#### RECORDS FOR THIS EXERCISE

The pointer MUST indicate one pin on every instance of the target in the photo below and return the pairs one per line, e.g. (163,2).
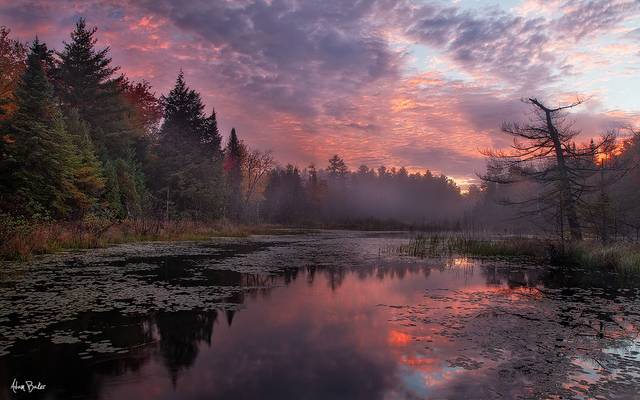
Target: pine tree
(88,172)
(234,154)
(41,155)
(188,170)
(84,81)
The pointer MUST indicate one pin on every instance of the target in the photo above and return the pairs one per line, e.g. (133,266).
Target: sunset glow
(406,83)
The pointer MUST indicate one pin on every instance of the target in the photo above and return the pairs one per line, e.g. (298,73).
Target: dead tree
(544,152)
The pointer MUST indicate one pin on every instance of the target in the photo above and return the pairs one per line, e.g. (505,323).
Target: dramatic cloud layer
(404,83)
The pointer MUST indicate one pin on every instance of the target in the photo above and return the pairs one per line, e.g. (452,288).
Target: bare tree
(255,170)
(544,151)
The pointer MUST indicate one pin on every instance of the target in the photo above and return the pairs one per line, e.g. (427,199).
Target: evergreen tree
(84,81)
(40,161)
(234,154)
(12,65)
(88,173)
(188,157)
(337,167)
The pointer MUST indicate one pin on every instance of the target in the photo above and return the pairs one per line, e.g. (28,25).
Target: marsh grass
(22,240)
(623,257)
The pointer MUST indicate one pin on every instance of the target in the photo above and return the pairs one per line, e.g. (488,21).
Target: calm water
(325,316)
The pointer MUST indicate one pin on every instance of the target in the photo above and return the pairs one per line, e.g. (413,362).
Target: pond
(328,315)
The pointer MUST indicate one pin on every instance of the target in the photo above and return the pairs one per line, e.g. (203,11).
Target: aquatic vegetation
(21,239)
(623,257)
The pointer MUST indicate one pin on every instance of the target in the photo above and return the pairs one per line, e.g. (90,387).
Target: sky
(414,83)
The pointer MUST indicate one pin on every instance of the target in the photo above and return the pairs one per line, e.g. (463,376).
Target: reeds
(21,240)
(623,257)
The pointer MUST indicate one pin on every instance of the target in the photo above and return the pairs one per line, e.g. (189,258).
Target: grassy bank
(588,254)
(22,240)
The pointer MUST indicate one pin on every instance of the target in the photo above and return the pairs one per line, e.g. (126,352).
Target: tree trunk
(567,201)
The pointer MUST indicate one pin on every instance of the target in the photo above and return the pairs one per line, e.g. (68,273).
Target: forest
(84,147)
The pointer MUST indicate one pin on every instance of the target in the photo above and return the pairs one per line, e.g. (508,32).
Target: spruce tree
(85,81)
(234,154)
(188,157)
(40,161)
(88,174)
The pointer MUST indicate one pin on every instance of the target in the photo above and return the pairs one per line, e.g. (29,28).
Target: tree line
(81,140)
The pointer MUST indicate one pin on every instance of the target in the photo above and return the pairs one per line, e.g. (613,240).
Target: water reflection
(431,329)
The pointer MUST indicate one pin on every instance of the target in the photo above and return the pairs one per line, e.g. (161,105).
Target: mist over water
(316,316)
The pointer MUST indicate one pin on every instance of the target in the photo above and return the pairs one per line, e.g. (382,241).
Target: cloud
(510,47)
(313,78)
(590,17)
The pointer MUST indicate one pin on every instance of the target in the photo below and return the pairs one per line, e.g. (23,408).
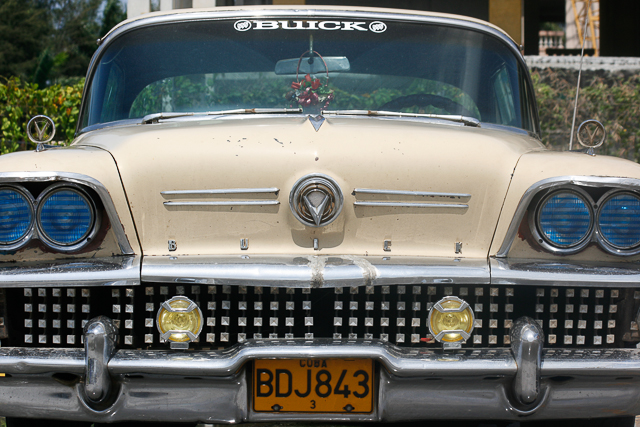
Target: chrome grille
(570,317)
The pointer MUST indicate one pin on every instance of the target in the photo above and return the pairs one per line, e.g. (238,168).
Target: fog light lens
(451,320)
(179,320)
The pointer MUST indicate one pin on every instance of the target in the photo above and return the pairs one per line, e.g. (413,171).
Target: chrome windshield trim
(409,205)
(587,181)
(410,193)
(563,273)
(313,271)
(95,185)
(273,190)
(112,271)
(306,13)
(227,203)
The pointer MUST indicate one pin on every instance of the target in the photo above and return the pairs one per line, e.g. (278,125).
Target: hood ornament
(316,200)
(591,135)
(41,130)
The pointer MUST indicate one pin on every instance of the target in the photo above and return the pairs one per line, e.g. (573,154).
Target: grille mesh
(570,317)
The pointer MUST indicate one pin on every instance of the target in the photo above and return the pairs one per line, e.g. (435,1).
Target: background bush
(612,98)
(20,101)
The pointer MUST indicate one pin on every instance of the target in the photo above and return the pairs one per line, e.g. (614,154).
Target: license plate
(313,385)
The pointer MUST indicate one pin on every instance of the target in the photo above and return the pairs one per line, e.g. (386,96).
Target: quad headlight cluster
(567,220)
(63,217)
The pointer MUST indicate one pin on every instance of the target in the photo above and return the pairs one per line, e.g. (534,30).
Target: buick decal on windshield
(374,27)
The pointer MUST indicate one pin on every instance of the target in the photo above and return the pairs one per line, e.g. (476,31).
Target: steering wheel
(424,99)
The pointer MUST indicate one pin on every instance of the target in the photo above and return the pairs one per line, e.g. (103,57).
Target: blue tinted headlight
(619,221)
(65,216)
(15,216)
(565,219)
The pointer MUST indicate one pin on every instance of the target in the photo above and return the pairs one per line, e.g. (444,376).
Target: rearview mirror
(334,64)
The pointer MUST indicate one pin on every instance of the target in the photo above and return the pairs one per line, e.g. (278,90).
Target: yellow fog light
(451,321)
(179,320)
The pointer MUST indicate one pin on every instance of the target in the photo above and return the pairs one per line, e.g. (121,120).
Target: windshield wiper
(467,121)
(156,117)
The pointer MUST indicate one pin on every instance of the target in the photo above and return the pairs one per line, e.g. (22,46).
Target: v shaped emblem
(316,210)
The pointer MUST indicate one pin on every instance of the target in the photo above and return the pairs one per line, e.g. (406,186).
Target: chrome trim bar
(409,205)
(410,193)
(226,203)
(313,271)
(112,271)
(273,190)
(563,273)
(587,181)
(95,185)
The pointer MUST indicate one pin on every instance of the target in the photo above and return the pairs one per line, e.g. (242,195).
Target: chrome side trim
(112,271)
(226,203)
(409,205)
(313,271)
(95,185)
(410,193)
(221,191)
(563,273)
(588,181)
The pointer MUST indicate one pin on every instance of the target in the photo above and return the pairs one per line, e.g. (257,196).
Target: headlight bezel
(541,237)
(608,246)
(18,243)
(92,229)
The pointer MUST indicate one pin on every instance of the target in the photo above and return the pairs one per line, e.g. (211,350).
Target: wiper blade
(156,117)
(467,121)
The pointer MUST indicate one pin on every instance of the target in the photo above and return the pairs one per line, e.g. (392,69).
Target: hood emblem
(316,200)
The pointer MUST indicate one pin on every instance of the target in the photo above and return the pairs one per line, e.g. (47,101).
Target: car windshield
(331,64)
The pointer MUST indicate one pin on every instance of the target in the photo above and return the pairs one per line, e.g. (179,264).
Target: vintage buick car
(315,214)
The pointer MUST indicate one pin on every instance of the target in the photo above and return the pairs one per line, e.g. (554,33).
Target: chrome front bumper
(103,385)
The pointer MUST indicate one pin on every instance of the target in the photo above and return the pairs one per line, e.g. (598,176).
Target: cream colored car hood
(275,152)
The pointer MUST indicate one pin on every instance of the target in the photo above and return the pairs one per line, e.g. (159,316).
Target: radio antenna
(575,105)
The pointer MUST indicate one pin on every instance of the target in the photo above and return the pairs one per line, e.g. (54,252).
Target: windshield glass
(332,64)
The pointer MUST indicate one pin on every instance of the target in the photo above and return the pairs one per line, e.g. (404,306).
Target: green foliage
(45,41)
(612,99)
(20,101)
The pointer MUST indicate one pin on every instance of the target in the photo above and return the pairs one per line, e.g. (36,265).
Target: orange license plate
(313,385)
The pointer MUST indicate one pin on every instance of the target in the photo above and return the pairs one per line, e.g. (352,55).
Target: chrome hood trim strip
(411,193)
(313,271)
(113,271)
(229,192)
(369,197)
(563,273)
(221,191)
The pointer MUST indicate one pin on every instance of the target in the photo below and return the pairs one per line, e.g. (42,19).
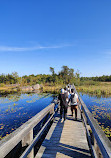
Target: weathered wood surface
(8,143)
(67,139)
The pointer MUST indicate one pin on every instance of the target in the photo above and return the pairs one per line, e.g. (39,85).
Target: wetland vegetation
(95,91)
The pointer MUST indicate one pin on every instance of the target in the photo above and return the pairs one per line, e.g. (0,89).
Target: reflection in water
(17,109)
(100,107)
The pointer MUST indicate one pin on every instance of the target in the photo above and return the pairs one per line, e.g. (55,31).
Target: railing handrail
(102,141)
(9,142)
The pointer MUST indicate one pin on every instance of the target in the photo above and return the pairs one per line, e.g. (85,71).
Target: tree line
(64,76)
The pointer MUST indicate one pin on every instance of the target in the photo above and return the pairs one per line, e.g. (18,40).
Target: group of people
(67,98)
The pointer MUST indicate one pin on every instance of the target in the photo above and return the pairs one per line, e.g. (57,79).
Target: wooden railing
(99,144)
(24,134)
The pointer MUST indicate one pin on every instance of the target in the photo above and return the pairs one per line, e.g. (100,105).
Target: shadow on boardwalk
(52,146)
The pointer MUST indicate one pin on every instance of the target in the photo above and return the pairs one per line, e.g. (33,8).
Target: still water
(100,107)
(17,109)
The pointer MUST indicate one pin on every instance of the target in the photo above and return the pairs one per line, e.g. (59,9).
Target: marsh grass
(54,89)
(103,88)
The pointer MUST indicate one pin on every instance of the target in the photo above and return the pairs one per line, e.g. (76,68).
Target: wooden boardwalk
(65,140)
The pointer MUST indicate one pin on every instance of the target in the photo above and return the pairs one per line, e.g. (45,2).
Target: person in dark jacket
(63,104)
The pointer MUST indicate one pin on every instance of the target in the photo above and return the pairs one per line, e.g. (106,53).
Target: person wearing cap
(73,102)
(63,104)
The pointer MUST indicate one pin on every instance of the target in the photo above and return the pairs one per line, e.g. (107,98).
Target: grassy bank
(103,88)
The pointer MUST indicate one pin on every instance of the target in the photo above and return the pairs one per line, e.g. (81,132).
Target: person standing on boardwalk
(73,102)
(63,104)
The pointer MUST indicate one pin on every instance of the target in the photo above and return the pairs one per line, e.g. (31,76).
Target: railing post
(97,150)
(27,141)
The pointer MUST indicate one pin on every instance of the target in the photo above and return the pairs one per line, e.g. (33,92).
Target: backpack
(63,101)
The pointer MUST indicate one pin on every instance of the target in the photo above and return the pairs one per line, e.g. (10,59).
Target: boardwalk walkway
(65,140)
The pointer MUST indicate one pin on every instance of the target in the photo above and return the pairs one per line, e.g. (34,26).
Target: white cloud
(20,49)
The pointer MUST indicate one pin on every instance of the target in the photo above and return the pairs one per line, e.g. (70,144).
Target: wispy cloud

########

Transcribe exactly the line containing "line, e.g. (106,53)." and all remaining lines of the material, ending with the last one.

▶ CORRECT ANSWER:
The pointer MUST indicate one pin on every instance of the target in the photo above and return the pairs one per line, e.g. (106,53).
Target: person wearing cap
(73,102)
(63,104)
The pointer MUST indicate one pin on every instance of the target in the photo above and return the pairs one per line, e.g. (107,98).
Target: grassy bank
(103,88)
The pointer MUST indicate one pin on every instance of the target in the photo above and return the pairs one per line, e.g. (81,132).
Target: person standing on boardwalk
(73,102)
(63,104)
The pointer MUST indicate one pin on every instance of the target in the photo above and return the pairs one per line, e.g. (31,76).
Target: railing post
(97,150)
(27,141)
The pointer MUST indicate one pin on every instance of the target in the photo above and return the pairs one per line, e.g. (33,92).
Target: backpack
(63,101)
The pointer MUST indicate one pin on every instance of the target in the photo above and return the pairs one per line, e.g. (10,59).
Target: boardwalk walkway
(65,140)
The pointer MUST indicate one pin on every instance of the target in the photo above and return the pairs one per line, e.g. (34,26).
Target: white cloud
(20,49)
The pointer MUST indicate one pin on every instance of the target in the photo above and return the pairs one per line, e.g. (70,144).
Target: wispy cloud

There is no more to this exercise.